> EXCERPTED PASSAGE:
──────────────────────────────
The Golden Promise • Jefferson Weaver

Jefferson Weaver
Jefferson Weaver

My shirt was soaked, despite having been relieved of its sleeves and collars somewhere in a previous life, when it was armor for an office rather than minimal protection from mosquitoes, sunburn and disdainful looks at the grocery store. I wanted nothing more than to crumple in front of the air conditioner, blessing the memory of the ingenuity of Mr. Carrier. I hadn’t accomplished nearly as much as I’d hoped for that Saturday, but it’s hard to meet some goals when you rely on a walking stick.

Miss Rhonda called me to come back outside, and I smelled September.

There was a thunderstorm brewing, but there was something else in the sunset, a promise that the Golden Month was right around the corner. My beloved had called me outside since the breeze was in a word, delicious. It was cool and redolent of late hay and cut corn, pines and dying dog fennel.

September will be different again this year, I am sure; church homecomings and football games do not function well with social distancing. We are having the most active hurricane season in years, as the gloom merchants constantly remind us. 

But September is a month of golden promise to me.
──────────────────────────────
> INFORMATION GIVEN:

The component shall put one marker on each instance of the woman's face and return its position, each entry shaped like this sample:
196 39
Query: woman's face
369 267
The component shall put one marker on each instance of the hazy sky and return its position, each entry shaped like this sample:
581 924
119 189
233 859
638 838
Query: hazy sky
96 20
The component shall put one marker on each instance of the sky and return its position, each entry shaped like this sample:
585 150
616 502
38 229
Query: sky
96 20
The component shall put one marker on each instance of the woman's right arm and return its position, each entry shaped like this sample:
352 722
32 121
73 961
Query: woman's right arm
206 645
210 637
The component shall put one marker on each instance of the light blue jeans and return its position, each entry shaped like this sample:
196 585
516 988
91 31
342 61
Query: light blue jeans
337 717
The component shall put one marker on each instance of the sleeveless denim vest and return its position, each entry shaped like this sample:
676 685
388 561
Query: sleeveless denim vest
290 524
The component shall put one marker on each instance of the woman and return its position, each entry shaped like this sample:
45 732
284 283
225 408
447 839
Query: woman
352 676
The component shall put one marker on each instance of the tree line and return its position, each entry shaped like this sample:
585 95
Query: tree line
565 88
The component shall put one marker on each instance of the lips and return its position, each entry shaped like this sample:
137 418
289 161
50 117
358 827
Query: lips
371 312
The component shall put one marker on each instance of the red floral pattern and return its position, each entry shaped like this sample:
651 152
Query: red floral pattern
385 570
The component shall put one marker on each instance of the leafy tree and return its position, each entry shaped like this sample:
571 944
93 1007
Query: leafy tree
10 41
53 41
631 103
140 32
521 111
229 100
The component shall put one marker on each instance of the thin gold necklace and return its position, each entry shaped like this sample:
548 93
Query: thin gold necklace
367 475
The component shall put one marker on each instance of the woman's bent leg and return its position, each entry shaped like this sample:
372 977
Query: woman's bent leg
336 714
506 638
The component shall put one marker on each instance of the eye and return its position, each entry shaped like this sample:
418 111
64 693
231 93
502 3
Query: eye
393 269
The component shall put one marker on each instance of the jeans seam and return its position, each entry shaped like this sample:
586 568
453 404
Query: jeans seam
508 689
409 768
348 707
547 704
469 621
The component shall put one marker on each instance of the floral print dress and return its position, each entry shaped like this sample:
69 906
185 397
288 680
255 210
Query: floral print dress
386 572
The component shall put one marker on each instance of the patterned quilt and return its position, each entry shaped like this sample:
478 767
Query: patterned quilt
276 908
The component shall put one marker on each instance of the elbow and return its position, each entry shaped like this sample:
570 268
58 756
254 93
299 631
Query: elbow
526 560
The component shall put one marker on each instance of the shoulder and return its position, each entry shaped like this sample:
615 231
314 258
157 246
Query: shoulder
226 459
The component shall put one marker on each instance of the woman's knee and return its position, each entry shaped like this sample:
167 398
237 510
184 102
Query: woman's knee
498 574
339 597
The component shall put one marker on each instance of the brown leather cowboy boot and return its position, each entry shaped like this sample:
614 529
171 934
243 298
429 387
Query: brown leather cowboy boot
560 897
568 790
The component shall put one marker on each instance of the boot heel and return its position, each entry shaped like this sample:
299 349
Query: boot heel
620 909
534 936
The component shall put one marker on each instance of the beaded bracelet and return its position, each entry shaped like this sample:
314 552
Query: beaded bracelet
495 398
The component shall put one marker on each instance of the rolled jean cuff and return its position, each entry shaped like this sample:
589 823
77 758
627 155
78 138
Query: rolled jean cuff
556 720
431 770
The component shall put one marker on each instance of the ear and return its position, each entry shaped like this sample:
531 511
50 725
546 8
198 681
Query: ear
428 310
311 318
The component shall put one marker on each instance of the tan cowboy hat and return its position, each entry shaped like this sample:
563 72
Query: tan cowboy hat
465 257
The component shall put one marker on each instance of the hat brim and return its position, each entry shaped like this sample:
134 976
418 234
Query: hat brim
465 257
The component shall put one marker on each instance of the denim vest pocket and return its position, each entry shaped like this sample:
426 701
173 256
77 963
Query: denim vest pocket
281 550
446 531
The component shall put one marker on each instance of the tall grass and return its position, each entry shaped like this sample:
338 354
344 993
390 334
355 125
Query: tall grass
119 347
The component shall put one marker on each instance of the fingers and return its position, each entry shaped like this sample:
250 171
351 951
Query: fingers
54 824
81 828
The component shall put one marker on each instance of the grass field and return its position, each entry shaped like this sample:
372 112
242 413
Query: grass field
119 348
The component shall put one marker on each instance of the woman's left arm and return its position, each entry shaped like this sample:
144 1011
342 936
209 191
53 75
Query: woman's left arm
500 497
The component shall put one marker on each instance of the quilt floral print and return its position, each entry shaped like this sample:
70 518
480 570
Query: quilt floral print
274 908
──────────────────────────────
> EXERCISE DIRECTIONS:
Answer these questions about the essay on September:
1. What does the writer rely on that makes some goals hard to meet?
2. Who called the writer back outside?
3. Which two things does the essay say do not function well with social distancing?

> RESULT FOR THIS EXERCISE:
1. A walking stick.
2. Miss Rhonda.
3. Church homecomings and football games.